---------- Provided records ----------

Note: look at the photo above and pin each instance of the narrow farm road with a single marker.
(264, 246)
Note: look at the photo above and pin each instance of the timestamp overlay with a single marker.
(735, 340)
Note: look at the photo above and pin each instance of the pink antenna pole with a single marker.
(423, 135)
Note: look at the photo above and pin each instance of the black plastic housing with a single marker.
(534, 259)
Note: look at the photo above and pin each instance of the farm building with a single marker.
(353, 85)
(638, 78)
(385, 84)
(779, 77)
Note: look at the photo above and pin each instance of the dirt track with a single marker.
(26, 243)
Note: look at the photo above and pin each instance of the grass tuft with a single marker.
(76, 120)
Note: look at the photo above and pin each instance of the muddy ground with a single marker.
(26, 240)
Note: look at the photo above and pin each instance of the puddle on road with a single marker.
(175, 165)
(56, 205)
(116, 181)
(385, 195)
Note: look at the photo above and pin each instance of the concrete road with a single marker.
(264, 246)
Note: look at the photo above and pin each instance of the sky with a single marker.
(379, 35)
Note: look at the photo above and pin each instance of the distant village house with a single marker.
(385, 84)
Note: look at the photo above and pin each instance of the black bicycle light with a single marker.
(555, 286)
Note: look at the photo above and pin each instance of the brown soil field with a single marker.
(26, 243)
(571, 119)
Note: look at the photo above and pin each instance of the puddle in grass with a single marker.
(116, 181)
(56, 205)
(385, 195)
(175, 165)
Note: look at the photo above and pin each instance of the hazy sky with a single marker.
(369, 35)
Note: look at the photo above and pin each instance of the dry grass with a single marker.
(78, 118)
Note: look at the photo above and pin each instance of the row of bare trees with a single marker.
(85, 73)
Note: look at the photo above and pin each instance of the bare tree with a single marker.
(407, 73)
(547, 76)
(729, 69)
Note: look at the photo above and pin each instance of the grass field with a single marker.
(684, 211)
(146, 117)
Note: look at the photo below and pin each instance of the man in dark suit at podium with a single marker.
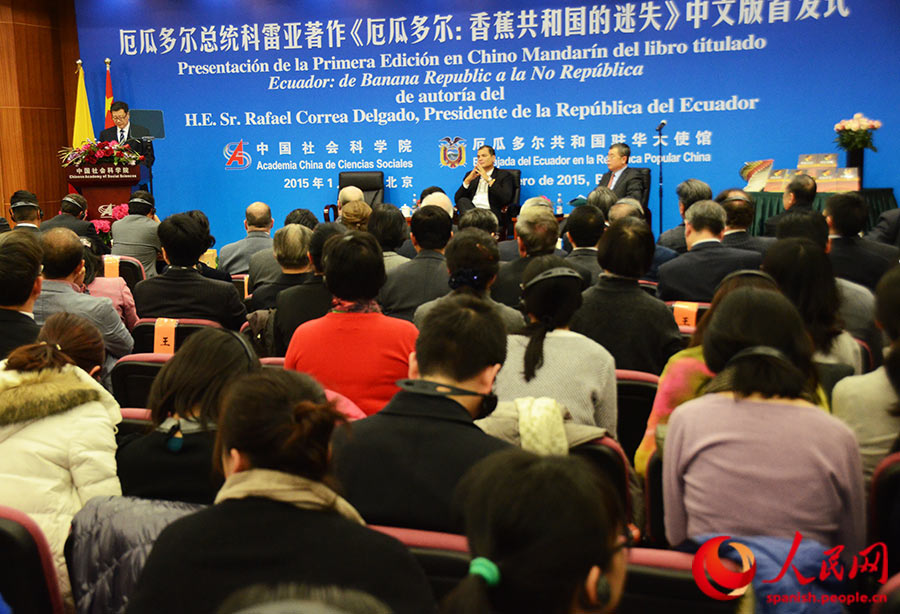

----------

## Given instruction
Reproduce the lines verbatim, starting at the line that contains "house with a single marker." and continuing through the last line of the records, with both ends included. Leave out any pictures.

## Answer in full
Note: look at the photo above and pin each instance of the distant village house with a single marker.
(385, 84)
Note: look at the photo above and pin each instance of the black bicycle light with a single marker.
(555, 286)
Note: look at the photo above and pin each instance of the brown soil field with a single marker.
(26, 243)
(571, 119)
Note: look at the photo above and pin each instance of the puddle in grass with a single marker.
(116, 181)
(56, 205)
(385, 195)
(175, 165)
Note: look at the photo above and pin each instance of the hazy sky with a single marker.
(369, 35)
Note: look at the photo above and pin each instance of the dry grass with a single marker.
(78, 118)
Note: look at the photo above and pin each instance of the row of bare trees with a single marker.
(85, 73)
Note: look at the photo above and pin each instance of the bare tree with a single marker.
(407, 73)
(547, 76)
(729, 69)
Note: look at the photo above and pin each instance of the grass field with a single marker.
(684, 211)
(146, 117)
Note: look at the photo below and pin each instance of the man in dark suit at podium with a single marker.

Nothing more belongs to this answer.